• Exercise details
Put the lines of the entries into a Markdown table with the columns Row and Line, starting at the beginning of the entries and stopping after the line that contains "122L229 125L233 118L226". Omit blank lines and pictures.

[Saved entries]

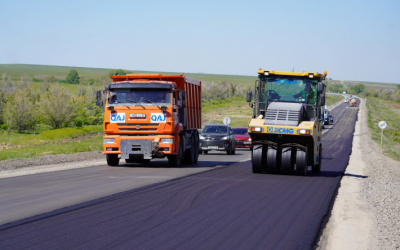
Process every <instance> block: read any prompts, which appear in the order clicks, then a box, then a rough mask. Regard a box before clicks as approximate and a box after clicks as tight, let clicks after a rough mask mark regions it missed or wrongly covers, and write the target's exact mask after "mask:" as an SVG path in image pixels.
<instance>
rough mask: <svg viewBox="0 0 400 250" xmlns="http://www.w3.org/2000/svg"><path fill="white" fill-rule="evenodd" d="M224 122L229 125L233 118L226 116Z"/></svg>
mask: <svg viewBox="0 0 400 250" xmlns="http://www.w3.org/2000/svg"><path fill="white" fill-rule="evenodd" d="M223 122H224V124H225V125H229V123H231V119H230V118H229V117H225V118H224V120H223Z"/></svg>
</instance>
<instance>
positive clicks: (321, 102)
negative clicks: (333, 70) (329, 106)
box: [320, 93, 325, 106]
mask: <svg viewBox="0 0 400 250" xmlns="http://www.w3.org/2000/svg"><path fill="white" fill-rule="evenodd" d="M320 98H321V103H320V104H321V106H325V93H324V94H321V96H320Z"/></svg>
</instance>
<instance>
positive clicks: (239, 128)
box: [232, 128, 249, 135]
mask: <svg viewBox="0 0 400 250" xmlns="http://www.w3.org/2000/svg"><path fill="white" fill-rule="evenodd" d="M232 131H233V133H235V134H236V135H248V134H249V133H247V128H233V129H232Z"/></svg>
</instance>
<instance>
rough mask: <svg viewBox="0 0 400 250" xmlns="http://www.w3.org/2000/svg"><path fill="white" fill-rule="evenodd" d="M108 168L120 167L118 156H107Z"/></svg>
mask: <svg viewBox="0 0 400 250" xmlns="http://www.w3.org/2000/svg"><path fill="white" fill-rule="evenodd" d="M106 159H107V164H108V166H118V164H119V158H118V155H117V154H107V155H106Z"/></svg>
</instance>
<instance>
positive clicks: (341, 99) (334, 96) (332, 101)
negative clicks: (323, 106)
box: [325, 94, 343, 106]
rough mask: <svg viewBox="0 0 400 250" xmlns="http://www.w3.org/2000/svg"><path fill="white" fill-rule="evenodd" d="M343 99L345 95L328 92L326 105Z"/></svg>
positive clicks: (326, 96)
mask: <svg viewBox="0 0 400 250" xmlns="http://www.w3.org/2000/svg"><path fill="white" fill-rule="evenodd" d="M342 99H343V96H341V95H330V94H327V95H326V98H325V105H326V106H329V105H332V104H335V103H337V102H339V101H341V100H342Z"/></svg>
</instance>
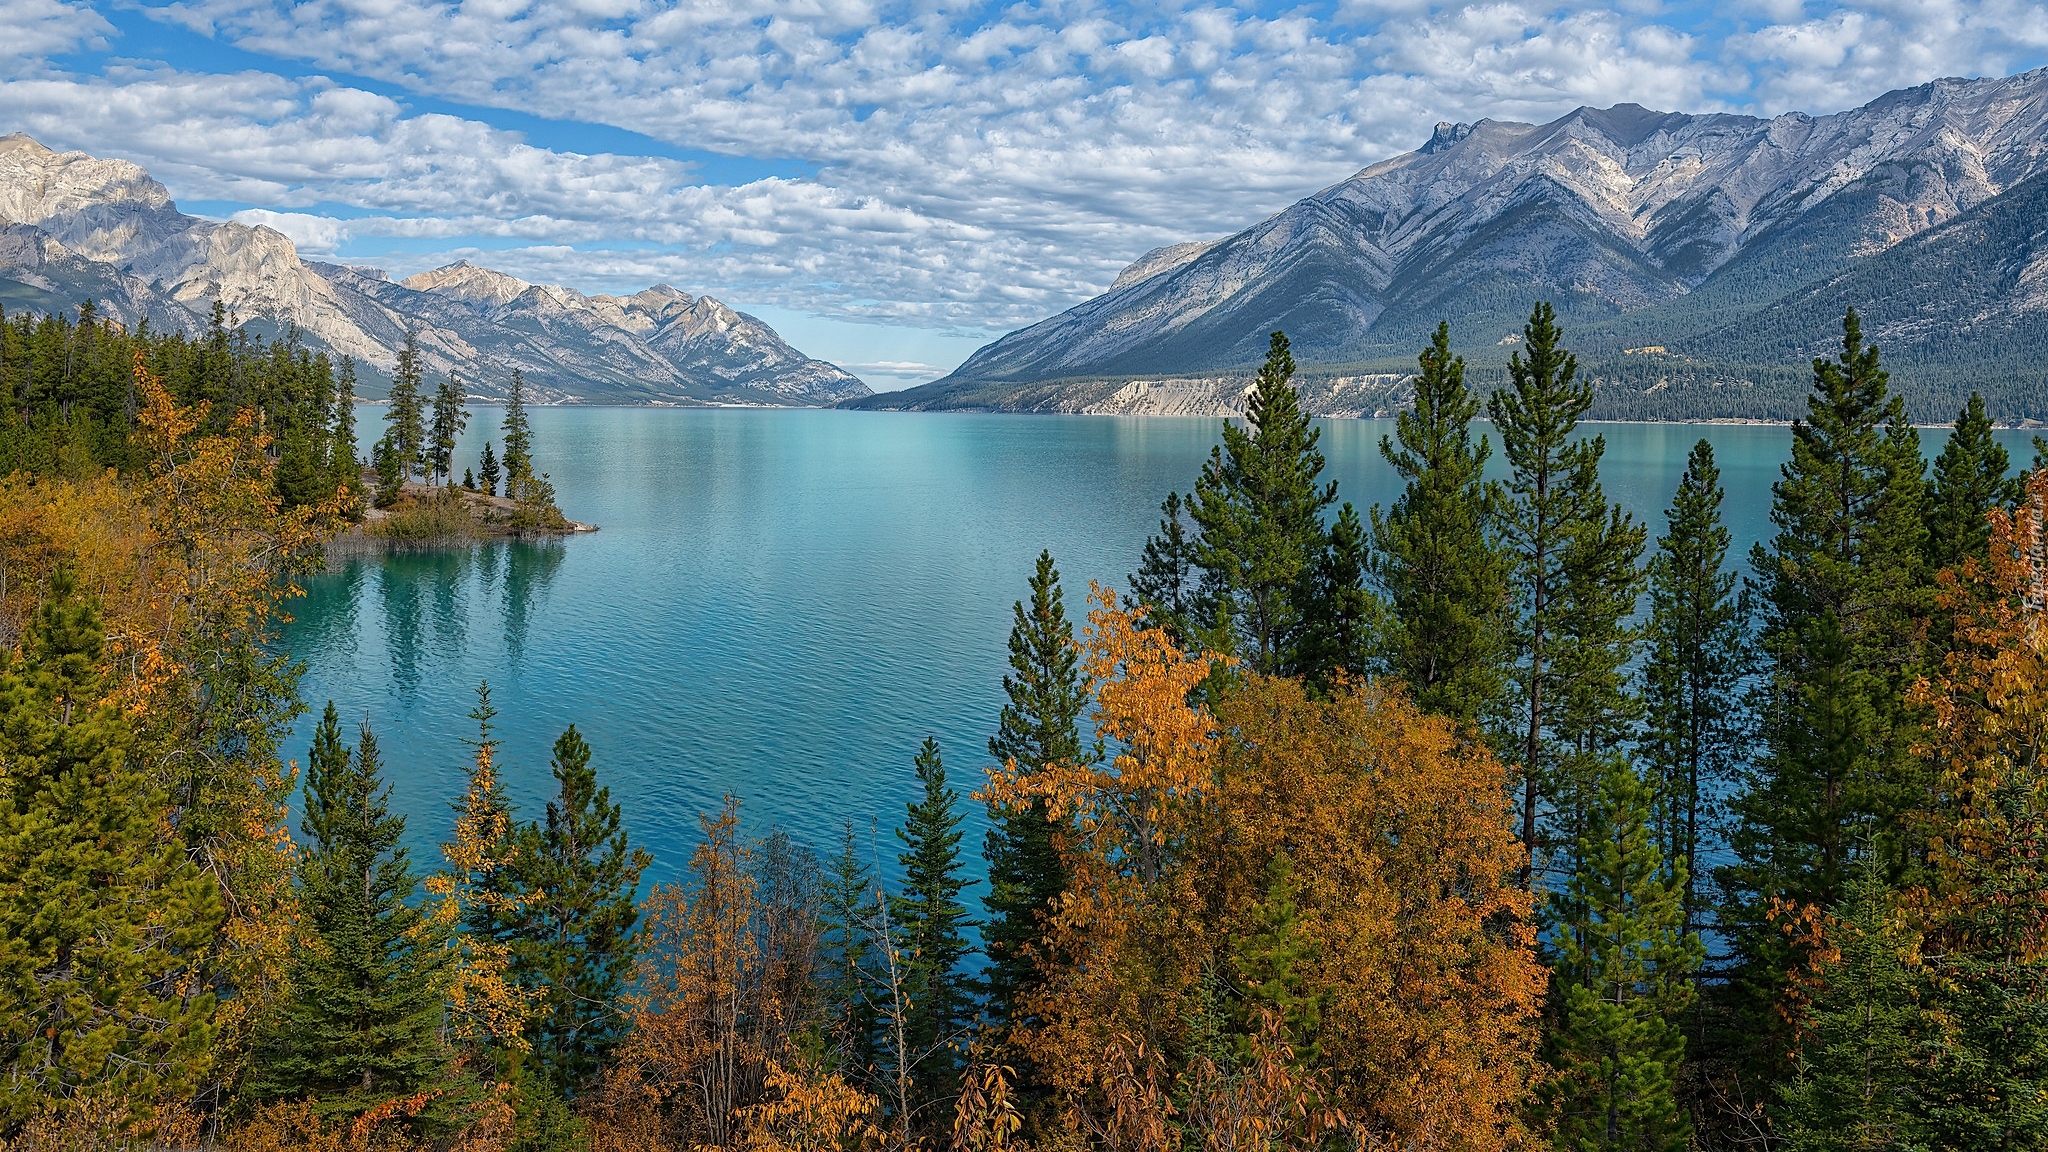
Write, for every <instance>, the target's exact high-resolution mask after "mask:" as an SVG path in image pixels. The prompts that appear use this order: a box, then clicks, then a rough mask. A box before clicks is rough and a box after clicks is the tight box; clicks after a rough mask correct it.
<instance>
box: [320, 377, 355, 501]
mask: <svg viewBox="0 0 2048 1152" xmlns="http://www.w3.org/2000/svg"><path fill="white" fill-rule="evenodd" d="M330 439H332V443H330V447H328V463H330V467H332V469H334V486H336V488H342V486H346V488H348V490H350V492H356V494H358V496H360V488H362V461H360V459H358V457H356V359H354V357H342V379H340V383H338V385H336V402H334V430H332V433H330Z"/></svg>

• Your solution
| Row | Line |
|---|---|
| 1 | Process every <instance> block: read any prompts, which appear in the order clicks, then a box, then a rough mask. Regard a box before clicks as approximate and a box after clicks as tight, let clicks after a rough mask mark regions it missed or wrongly covers, and write the target's exact mask after "mask:" as an SVG path in image pixels. |
| 2 | <instance> |
| 3 | rough mask: <svg viewBox="0 0 400 250" xmlns="http://www.w3.org/2000/svg"><path fill="white" fill-rule="evenodd" d="M224 122L229 125L233 118L226 116Z"/></svg> |